**TEXT UNDER STUDY**
If you’re new here . . .

facebooktwittergoogle_plusredditmail

Welcome!  If you're in the PCa boat, we're sorry, but glad that you're reaching out for information from a patient-centered support community.

This year, 2015, according to reliable statistics, some 220,800 men will be diagnosed with prostate cancer and some 27,540 men will die of this disease. If you read medical news, you'll find these and related statistics intoned in virtually every research article.

My husband hated seeing those numbers time and again in articles he read while fighting advanced, aggressive PCa.  I'm salting a few here as a way of making up for skipping the ritualistic mantra elsewhere.

This website is a re-start of PSA Rising (psa-rising.com), which we began on the internet almost twenty years ago, in 1997. At that time in the USA, information for patients and their families was sparse and hard to get hold of. Research into prostate cancer was limited. Every year some 40,000 men were dying of prostate cancer.

Today, out of every hundred men  diagnosed with prostate cancer, 99 (to be precise, 98.9%) will survive for at least 5 years.  Don't be too impressed by this in relation to the minority dealing with currently lethal strains of prostate cancer. Like others in that minority in his generation -- men in their late forties and early to mid-fifties dealing with aggressive prostate cancer -- Norman outlived his prognosis. He survived for 11 years. But his last several years, bravely fought, were hard won.

Second, and more positively, millions of men today do survive the disease. Of the over two and half million men who are now living with prostate cancer, most will die of other age-related conditions, more like "natural causes." A new era of cancer survival is under way. Living with prostate cancer and after prostate cancer is challenging, of course, as newly diagnosed people may surmise.

**TASK REQUIREMENTS**
From the prostate cancer page, give back word for word the part that opens with the words containing "If you’re new" and closes with "patient-centered support community.".

**SOURCE DATA**
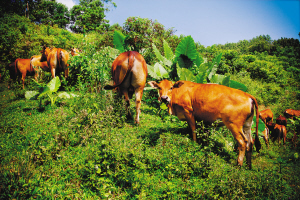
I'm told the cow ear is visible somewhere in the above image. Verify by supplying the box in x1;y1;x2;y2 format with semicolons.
148;81;158;89
173;81;184;88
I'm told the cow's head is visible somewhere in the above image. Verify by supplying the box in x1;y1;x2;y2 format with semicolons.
71;47;79;56
283;109;294;118
148;79;184;104
41;46;51;62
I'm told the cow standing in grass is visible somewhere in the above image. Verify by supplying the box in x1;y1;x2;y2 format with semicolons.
148;80;261;169
14;58;38;89
104;51;148;124
41;47;69;78
259;109;273;124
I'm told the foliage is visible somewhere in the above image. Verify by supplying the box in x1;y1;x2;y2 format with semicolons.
123;17;175;51
70;0;116;33
0;12;300;199
0;84;300;199
25;76;78;107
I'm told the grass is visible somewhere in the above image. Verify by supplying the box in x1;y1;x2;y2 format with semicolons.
0;83;300;199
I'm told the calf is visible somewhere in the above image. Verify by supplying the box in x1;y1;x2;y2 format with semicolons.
283;109;300;118
41;47;69;78
15;58;38;89
104;51;148;124
276;115;287;126
271;124;286;144
148;80;261;169
259;109;273;124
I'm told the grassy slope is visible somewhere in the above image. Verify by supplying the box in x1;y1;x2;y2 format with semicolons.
0;81;300;199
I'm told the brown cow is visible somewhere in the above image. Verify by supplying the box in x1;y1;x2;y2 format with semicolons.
271;124;286;144
30;55;50;72
15;58;38;89
283;109;300;118
41;47;69;78
276;115;287;126
71;47;80;56
104;51;148;124
259;109;273;124
148;80;261;169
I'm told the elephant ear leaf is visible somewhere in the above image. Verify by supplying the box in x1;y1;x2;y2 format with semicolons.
251;116;266;136
113;31;126;53
163;40;174;60
175;36;198;61
25;91;40;100
229;80;248;92
47;76;61;93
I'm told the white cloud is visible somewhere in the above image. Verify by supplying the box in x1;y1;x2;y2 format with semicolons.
56;0;75;10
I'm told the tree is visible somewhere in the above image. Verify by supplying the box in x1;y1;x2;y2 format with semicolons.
123;17;180;51
71;0;116;33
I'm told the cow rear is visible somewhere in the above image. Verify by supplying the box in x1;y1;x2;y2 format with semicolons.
104;51;148;124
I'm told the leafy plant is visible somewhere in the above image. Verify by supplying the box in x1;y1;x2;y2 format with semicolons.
25;76;78;106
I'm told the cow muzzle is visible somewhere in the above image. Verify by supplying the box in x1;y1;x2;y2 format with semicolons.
160;96;170;104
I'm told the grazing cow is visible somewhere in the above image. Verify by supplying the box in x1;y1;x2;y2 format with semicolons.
276;115;287;126
271;124;286;144
259;109;273;124
104;51;148;124
71;47;80;56
283;109;300;118
41;47;69;78
266;122;276;133
15;58;38;89
30;55;50;72
148;80;261;169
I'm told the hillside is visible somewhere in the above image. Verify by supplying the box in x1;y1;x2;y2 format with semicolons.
0;15;300;199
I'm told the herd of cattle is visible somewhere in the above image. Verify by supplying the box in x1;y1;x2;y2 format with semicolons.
259;109;300;145
104;51;300;169
8;46;79;89
3;47;300;169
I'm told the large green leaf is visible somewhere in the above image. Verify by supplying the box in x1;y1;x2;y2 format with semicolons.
152;43;173;67
175;36;198;61
152;43;164;62
25;91;39;100
196;72;206;83
251;116;266;136
210;74;230;87
207;53;222;80
113;31;126;53
57;92;79;99
163;40;174;61
47;76;61;93
229;80;248;92
177;66;197;82
154;63;169;78
147;65;160;79
195;54;204;67
177;54;194;69
147;63;169;79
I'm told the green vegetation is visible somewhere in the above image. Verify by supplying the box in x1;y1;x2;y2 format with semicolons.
0;5;300;199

**TASK RESPONSE**
If you’re new here . . .

facebooktwittergoogle_plusredditmail

Welcome!  If you're in the PCa boat, we're sorry, but glad that you're reaching out for information from a patient-centered support community.